__Records to process__.
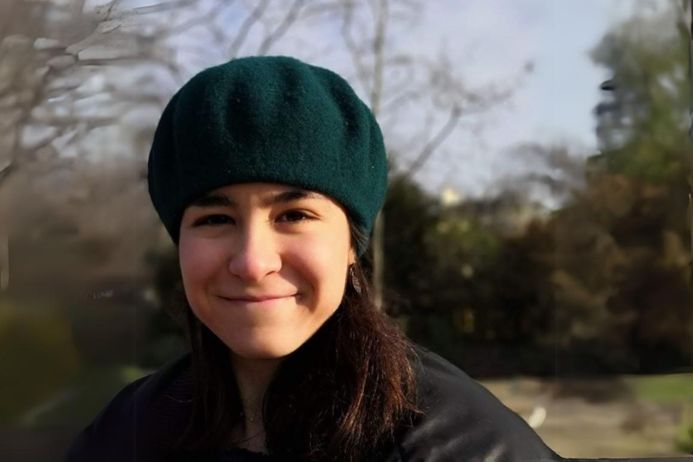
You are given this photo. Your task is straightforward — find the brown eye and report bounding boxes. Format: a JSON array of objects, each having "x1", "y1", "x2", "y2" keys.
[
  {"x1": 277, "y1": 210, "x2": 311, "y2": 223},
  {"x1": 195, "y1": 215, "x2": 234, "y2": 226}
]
==
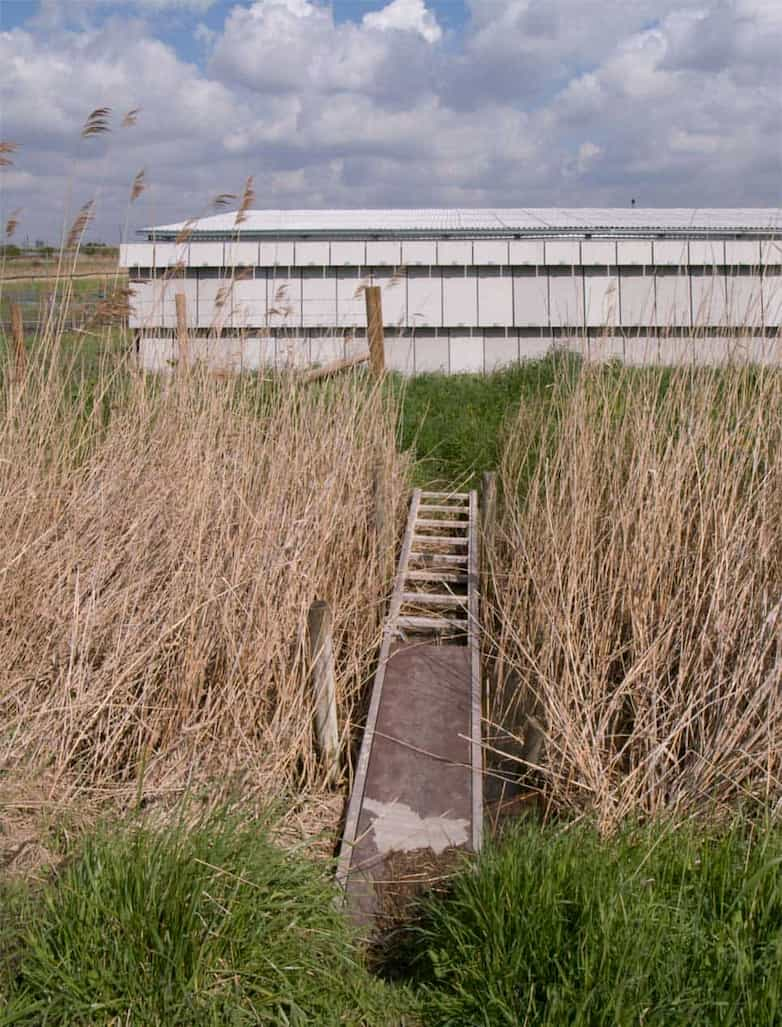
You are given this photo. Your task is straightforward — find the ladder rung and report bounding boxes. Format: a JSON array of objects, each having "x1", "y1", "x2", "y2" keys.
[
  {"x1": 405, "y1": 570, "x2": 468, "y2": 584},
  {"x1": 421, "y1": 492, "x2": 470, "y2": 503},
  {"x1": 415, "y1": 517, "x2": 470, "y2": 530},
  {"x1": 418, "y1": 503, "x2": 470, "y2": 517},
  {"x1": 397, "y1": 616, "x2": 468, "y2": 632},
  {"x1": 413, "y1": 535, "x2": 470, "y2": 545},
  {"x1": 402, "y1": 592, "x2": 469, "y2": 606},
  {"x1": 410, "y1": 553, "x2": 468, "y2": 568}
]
---
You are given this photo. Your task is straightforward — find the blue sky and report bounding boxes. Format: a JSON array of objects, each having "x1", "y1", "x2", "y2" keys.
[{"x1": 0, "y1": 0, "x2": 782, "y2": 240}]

__What you are asked to do__.
Gather every line in the records above that contains the string "photo", treating uppercase and lowercase as different.

__Solution to this task__.
You are given this photo. Your task is straightforward — find the brown eye and report bounding boxes. Format: a JSON array of objects, each having "x1", "y1", "x2", "y2" keys.
You are given this photo. Your task is straightforward — find the ladder rung and report bounding boxes. Format: a JSON array of objects, each having "x1", "y1", "x2", "y2" keys.
You are given this photo. Your task is straightforward — find the blue sky and report bounding boxes. Format: a JSON array of objects, each having "x1", "y1", "x2", "y2" keys.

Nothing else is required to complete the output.